Write out every row below again, swapping "innermost point" for "central point" and changing nothing else.

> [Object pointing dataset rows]
========

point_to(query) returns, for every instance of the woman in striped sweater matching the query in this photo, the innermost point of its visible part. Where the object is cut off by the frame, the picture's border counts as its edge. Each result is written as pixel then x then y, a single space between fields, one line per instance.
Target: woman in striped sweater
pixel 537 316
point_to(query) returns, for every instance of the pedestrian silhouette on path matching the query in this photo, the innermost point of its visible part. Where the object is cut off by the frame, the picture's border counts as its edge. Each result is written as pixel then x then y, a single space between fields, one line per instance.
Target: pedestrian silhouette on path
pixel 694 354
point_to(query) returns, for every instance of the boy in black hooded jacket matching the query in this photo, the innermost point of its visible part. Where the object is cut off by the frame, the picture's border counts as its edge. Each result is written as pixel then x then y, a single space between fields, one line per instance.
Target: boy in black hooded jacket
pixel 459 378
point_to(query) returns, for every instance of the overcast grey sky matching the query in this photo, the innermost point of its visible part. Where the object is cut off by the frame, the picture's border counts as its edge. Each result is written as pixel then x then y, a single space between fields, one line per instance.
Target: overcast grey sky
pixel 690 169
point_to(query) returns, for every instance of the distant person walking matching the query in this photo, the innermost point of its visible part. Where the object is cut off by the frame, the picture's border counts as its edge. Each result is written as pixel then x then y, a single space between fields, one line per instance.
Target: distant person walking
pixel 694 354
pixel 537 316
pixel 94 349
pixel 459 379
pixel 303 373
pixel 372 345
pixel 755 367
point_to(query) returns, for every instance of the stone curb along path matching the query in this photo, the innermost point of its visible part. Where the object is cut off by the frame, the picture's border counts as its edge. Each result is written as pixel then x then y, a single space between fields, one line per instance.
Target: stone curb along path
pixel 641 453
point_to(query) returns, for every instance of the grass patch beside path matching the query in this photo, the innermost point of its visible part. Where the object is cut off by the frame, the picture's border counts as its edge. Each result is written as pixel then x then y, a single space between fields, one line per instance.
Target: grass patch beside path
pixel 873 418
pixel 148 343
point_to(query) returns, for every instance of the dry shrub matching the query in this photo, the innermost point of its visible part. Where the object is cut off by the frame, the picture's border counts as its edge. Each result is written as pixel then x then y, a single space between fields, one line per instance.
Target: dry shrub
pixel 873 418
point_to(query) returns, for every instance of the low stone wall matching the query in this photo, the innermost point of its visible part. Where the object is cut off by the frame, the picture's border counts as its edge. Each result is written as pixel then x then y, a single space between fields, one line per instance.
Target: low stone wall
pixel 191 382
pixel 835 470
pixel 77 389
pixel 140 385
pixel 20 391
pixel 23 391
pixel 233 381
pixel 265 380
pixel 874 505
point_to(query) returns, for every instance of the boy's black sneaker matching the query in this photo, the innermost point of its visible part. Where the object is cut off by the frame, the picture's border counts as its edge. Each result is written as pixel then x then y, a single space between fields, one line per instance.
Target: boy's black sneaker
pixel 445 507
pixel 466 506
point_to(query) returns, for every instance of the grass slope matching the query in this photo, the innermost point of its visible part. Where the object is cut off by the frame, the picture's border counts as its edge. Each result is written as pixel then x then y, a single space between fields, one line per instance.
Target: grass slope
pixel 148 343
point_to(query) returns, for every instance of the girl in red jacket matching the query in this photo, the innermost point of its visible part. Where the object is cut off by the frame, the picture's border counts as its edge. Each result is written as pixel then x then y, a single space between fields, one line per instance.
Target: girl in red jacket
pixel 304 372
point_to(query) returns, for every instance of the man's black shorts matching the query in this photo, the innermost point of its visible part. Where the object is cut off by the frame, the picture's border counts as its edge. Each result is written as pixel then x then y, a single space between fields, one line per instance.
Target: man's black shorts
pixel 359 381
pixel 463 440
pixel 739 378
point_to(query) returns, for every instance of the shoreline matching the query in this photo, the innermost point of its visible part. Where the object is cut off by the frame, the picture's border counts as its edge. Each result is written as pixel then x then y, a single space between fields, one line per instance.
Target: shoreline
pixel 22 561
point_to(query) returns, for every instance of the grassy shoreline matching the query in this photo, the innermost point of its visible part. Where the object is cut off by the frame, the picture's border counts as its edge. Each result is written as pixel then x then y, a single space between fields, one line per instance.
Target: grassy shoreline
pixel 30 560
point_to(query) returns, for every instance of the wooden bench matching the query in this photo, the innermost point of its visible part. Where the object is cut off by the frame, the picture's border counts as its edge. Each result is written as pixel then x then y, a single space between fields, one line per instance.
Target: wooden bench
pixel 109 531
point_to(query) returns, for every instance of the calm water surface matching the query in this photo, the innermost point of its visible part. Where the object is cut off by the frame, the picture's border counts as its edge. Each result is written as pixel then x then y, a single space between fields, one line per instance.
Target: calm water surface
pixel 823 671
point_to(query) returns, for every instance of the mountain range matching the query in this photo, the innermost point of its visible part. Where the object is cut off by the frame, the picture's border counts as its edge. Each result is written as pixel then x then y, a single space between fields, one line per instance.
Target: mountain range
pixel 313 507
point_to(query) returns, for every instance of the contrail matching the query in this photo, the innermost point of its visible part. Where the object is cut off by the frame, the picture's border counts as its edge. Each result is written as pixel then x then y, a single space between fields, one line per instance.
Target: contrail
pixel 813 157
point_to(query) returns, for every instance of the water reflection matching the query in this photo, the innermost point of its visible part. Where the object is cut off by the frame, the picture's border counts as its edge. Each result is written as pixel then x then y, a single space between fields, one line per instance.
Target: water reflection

========

> [Exercise output]
point_to(query) returns, for every instance of the woman in striped sweater matching the query in this photo, the central point of its visible part. Where the object is cut off by the frame, the picture's border counts as its edge. Each result is written as pixel then x then y, a single space between fields, one line per instance.
Target: woman in striped sweater
pixel 537 316
point_to(query) returns, for every instance of the pedestrian silhouette on path matching the query in this photo, the central point of its visible part. Where the object is cut off by the frame, the picture's border counts as its edge. Each result is written as pixel then x then y, a single space between fields, one line per instance.
Target: pedestrian silhouette on path
pixel 694 354
point_to(query) returns, for every instance of the boy in black hooded jacket matching the query in this photo, the central point of its visible part. Where the object is cut off by the frame, the picture's border counts as its edge. Each result is written as pixel then x then y, a single space between fields, one line per instance.
Target: boy in black hooded jacket
pixel 459 378
point_to(query) returns, for every instance of the overcast grey sky matching the query in this photo, the central point of its visible part. Where the object is cut off by the frame, the picture's border counts as its edge. Each result is written as pixel then x then y, a single space between fields, one line per instance.
Target: overcast grey sky
pixel 690 169
point_to(query) returns, for every instance of the distant person walking matching the query in this photo, the central point of its visible part. Where the object is cut off by the frame, the picture's border counts as its edge. Each result is written as pixel then x then y, a single space between fields, one line per instance.
Target: distant person walking
pixel 694 354
pixel 537 316
pixel 94 349
pixel 459 379
pixel 303 373
pixel 372 345
pixel 755 367
point_to(query) returns, for every instance of the stone curb along path matching the query in this photo, the central point of its visible part. Where the object is cut off by the frame, the picture's border counts as its edge. Each result is written as pixel then x then y, a single space between fields, one line per instance.
Target: stone curb along path
pixel 641 453
point_to(query) returns, for every instance of the grass patch beside path matching the query in this photo, the central point of its visible part. Where the object is cut off by the frame, the picture's border counts as its edge. Each result is written as pixel then x then y, a single space between fields, one line per instance.
Target: grass patch beside path
pixel 873 418
pixel 148 343
point_to(query) returns, for every instance of the dry shrub matching the query in this photo, the central point of its visible part. Where the object is cut off by the frame, the picture's border counts as its edge. Each result is written as pixel then x then y, a single space between fields, one line per instance.
Target: dry shrub
pixel 873 418
point_to(query) returns, for every instance of the low stone wall matching the query in this photo, the central point of its visible part. Where the object is cut off by the frame, the picture's border counts as its edge. Each result is written as pixel then x then y, a single space between fields, one line per instance.
Target: low stone wall
pixel 191 382
pixel 835 470
pixel 77 389
pixel 140 385
pixel 20 391
pixel 23 391
pixel 233 381
pixel 265 380
pixel 874 505
point_to(query) returns, for every instance of the boy's black sneaker matching the query in this photo, the central point of its visible part. Where the object is cut off by the frame, the picture's border counts as its edge. Each result is written as pixel then x then y, a single space between fields, one line per instance.
Target: boy's black sneaker
pixel 445 507
pixel 466 506
point_to(query) returns, for every instance of the grass slope matching the query in this photo, the central point of its visible part. Where the object is cut off by the frame, the picture's border counts as its edge. Each result is written as pixel then x then y, a single space between fields, one line per instance.
Target: grass slope
pixel 148 343
point_to(query) returns, for every instance of the girl in red jacket matching the query in this photo, the central point of its visible part. Where the object is cut off by the frame, the picture's border counts as its edge. Each result is written as pixel then x then y, a single space between fields, one line per instance.
Target: girl in red jacket
pixel 304 372
point_to(query) returns, for every instance of the man's black shorts matching the query in this photo, the central point of its visible part. Where the object is cut off by the frame, the picture's border counts as its edge. Each result is written as pixel then x then y, a single space between fields, one line per instance.
Target: man's black shorts
pixel 359 381
pixel 463 440
pixel 739 378
point_to(query) returns, for every instance of the shoreline matching the query in this photo, the central point of its visible part. Where the object is cut off by the frame, the picture's border counts as its edge. Each result is written as pixel then x then y, a single space between fields, one line per instance.
Target: shoreline
pixel 22 561
point_to(query) returns, for every instance of the grassy shoreline matching the query in this photo, the central point of its visible part. Where the object is cut off by the frame, the picture's border counts as its edge. Each result is written as pixel then x then y, a single space between fields, one line per instance.
Target: grassy shoreline
pixel 30 560
point_to(query) returns, for every instance of the wooden bench matching the query in this photo, the central point of its visible part. Where the object is cut off by the frame, the picture's border counts as its edge. Each result is written as pixel then x then y, a single space between fields, one line per instance.
Target: wooden bench
pixel 109 531
point_to(query) returns, for every instance of the calm water surface matching the query in this photo, the central point of its visible part. Where the object is cut off by the frame, the picture's border counts as its edge. Each result is written as pixel then x then y, a single space between fields, one line per instance.
Target: calm water surface
pixel 823 671
point_to(query) returns, for every instance of the mountain range matching the query in this photo, the central point of its visible part. Where the object is cut off by the frame, the picture's border counts as its edge. Each result is written as pixel then x then y, a single space between fields, one line per instance.
Target: mountain range
pixel 313 507
point_to(query) returns, for every instance of the contrail matching the query in this photo, the central point of its visible part. Where the object is cut off by the frame, the picture's border counts as its edge. Each result is written as pixel then x then y, a single space between fields, one line per instance.
Target: contrail
pixel 813 157
point_to(query) returns, for every instance of the water reflection matching the query in this photo, the central point of its visible part. Where the object is cut off by the frame, the picture's border counts as its edge. Each result is written as pixel then x then y, a single space between fields, one line per instance.
Target: water reflection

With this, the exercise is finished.